* Enunciado da tarefa: Você consegue copiar, sem nenhuma alteração, a parte do texto sobre futebol e direito, mais abaixo, que se abre com as palavras "Não obstante tudo" e se fecha com "a penalidade máxima."?
---- Trecho fornecido
Penso que nos dias atuais é quase impossível uma família na qual não tenha pelo menos um advogado, um bacharel em direito ou estudante das ciências jurídicas, bem como alguém que gosta muito de futebol, aliás, até quem diga ser craque de bola. É curioso que ambos – o jurista e o boleiro - geralmente falam diferente. O jurista usa um vocabulário mais rebuscado. Algo muitas vezes condenável, mas é uma formação muito tradicional, apegada ainda a muitos formalismos, o que acaba impondo esse tipo de discurso. O boleiro, ao contrário, usa um vocabulário bem coloquial e repleto de expressões e gírias bastante originais.
Não obstante tudo isso, acredito que não será difícil compreender essa brincadeira que me proponho a fazer. Resolvi fazer uma analogia, uma comparação entre o Futebol e o Direito. Vou tentar demonstrar algumas semelhanças entre ambos, porque, como eu disse, todo mundo tem um advogado e um craque de futebol em “casa”.
No futebol, assim como num processo judicial, há duas partes adversárias que se submetem a decisões de um juiz. No direito processual se diz que presentes esses três elementos está instaurada uma relação jurídico-processual. O juiz ou o árbitro irá resolver os conflitos de interesses, aplicando punições, quando necessário. No futebol, as faltas implicam sempre uma penalidade, às vezes a penalidade máxima.
--------
---- Material extraído
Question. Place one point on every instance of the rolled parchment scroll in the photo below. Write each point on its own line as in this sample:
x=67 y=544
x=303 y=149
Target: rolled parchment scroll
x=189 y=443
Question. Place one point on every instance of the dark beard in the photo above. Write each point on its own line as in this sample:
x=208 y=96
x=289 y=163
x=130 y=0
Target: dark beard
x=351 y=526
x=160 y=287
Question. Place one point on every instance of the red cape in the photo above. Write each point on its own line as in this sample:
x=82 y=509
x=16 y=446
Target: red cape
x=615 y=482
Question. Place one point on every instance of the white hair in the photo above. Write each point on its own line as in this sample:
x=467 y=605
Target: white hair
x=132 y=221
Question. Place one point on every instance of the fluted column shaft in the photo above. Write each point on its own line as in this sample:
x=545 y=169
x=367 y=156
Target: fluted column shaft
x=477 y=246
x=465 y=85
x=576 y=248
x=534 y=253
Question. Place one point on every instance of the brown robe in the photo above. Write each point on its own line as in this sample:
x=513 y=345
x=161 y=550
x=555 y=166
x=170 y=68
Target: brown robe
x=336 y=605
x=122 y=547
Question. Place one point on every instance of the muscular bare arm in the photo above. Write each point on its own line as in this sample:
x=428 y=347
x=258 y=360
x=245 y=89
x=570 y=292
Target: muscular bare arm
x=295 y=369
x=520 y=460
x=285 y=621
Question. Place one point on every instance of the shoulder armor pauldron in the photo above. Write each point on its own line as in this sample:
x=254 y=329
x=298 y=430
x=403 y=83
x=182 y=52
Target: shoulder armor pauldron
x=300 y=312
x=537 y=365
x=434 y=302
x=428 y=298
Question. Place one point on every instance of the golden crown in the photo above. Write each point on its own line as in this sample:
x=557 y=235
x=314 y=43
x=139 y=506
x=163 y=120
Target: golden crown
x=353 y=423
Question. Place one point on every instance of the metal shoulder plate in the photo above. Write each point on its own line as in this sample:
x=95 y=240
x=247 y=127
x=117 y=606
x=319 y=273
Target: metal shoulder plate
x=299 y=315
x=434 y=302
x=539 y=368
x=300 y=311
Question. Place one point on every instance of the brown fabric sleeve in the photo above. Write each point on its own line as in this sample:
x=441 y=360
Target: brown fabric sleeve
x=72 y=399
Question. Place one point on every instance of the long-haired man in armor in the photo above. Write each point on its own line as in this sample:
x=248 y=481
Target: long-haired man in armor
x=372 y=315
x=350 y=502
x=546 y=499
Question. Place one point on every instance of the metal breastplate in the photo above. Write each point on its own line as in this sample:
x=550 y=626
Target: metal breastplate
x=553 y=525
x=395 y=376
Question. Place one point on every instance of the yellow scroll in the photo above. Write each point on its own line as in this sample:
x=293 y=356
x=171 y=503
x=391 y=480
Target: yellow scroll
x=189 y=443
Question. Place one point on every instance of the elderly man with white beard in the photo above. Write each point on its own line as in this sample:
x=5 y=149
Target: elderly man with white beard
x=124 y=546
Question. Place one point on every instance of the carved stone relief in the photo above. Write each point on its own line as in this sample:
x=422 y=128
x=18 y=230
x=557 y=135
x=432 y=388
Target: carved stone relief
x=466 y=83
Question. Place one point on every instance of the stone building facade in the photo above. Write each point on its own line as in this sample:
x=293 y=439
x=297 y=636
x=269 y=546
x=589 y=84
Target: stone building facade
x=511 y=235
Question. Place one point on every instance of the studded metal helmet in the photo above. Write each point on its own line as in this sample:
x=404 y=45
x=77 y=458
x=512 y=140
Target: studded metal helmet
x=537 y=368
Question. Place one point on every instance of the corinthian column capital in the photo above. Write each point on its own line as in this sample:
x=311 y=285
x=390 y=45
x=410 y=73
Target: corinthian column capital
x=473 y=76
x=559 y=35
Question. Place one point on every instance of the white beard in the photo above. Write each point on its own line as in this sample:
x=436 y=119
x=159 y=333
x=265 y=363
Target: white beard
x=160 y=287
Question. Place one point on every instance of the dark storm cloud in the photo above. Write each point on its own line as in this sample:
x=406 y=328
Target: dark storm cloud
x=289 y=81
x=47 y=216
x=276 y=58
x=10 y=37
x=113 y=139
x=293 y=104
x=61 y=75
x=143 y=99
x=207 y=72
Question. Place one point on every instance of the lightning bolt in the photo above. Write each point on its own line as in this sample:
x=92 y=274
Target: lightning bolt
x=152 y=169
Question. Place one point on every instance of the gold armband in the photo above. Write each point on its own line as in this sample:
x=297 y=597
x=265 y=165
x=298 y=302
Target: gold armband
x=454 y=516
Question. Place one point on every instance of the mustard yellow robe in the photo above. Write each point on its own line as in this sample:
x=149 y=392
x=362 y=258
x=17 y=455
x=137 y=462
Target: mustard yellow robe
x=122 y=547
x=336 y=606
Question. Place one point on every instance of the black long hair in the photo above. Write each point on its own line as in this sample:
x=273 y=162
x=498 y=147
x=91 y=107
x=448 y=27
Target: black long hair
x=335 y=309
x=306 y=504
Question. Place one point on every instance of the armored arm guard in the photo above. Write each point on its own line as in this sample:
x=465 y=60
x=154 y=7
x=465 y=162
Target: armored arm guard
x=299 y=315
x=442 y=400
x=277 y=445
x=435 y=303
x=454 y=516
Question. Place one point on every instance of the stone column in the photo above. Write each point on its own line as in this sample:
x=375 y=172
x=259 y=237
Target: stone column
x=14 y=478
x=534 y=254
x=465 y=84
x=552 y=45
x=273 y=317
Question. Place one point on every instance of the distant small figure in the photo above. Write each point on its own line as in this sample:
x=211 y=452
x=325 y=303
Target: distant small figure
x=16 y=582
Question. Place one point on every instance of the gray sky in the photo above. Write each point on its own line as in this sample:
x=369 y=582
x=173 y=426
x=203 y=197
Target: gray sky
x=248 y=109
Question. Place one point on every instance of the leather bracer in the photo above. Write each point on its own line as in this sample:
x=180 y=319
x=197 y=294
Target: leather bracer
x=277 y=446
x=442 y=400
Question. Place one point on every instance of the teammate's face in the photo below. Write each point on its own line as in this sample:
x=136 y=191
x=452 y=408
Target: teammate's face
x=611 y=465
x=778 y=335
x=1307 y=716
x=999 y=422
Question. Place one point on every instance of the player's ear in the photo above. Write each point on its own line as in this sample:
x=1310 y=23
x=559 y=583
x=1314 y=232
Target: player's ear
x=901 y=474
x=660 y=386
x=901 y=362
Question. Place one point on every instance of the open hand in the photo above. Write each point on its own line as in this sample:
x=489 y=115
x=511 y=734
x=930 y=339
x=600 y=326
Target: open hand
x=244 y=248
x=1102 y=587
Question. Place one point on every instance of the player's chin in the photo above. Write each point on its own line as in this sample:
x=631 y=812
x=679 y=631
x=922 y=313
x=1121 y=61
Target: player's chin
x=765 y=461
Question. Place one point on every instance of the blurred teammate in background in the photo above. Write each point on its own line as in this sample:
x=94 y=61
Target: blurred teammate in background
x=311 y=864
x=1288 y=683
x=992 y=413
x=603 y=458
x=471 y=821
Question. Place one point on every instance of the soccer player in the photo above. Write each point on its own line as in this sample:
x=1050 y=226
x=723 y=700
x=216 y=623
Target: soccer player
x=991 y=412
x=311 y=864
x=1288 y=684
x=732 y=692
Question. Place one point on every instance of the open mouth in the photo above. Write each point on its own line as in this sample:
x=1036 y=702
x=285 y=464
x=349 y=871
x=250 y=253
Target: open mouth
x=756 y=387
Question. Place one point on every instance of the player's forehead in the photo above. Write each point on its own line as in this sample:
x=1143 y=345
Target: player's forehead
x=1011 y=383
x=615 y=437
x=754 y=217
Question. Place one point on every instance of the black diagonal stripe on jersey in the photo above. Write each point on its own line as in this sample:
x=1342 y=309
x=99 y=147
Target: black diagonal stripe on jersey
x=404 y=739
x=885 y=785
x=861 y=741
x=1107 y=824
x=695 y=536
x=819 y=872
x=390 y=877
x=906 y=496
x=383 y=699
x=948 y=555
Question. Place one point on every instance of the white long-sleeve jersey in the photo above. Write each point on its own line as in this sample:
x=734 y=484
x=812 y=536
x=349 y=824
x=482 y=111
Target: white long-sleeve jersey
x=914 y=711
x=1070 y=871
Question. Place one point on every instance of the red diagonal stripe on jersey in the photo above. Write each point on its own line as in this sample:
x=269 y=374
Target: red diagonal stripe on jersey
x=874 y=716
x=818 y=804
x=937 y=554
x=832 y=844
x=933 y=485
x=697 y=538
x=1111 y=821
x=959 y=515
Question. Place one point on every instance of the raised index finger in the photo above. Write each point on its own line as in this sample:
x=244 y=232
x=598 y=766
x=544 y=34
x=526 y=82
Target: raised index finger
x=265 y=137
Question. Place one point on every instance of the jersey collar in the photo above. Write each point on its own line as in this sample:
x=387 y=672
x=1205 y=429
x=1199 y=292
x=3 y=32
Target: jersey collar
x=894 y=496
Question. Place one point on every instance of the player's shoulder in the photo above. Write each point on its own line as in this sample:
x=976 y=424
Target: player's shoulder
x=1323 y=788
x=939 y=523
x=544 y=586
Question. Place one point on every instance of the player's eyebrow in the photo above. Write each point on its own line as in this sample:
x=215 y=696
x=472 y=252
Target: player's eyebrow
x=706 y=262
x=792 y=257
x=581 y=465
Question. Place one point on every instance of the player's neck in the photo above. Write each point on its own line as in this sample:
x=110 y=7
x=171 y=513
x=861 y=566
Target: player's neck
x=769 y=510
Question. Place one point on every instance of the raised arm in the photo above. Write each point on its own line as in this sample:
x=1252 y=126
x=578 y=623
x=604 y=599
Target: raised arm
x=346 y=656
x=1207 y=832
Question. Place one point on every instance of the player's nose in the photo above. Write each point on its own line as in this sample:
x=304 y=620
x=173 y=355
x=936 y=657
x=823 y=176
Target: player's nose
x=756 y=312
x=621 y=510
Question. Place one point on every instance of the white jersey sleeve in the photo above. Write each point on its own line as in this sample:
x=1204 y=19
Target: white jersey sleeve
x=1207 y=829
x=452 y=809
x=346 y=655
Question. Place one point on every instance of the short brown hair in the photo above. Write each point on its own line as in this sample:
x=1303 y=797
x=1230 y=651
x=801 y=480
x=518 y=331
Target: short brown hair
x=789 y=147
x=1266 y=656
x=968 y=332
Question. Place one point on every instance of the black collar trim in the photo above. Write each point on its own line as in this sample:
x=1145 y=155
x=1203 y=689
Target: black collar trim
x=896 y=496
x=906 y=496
--------
* Resultado do exercício:
Não obstante tudo isso, acredito que não será difícil compreender essa brincadeira que me proponho a fazer. Resolvi fazer uma analogia, uma comparação entre o Futebol e o Direito. Vou tentar demonstrar algumas semelhanças entre ambos, porque, como eu disse, todo mundo tem um advogado e um craque de futebol em “casa”.
No futebol, assim como num processo judicial, há duas partes adversárias que se submetem a decisões de um juiz. No direito processual se diz que presentes esses três elementos está instaurada uma relação jurídico-processual. O juiz ou o árbitro irá resolver os conflitos de interesses, aplicando punições, quando necessário. No futebol, as faltas implicam sempre uma penalidade, às vezes a penalidade máxima.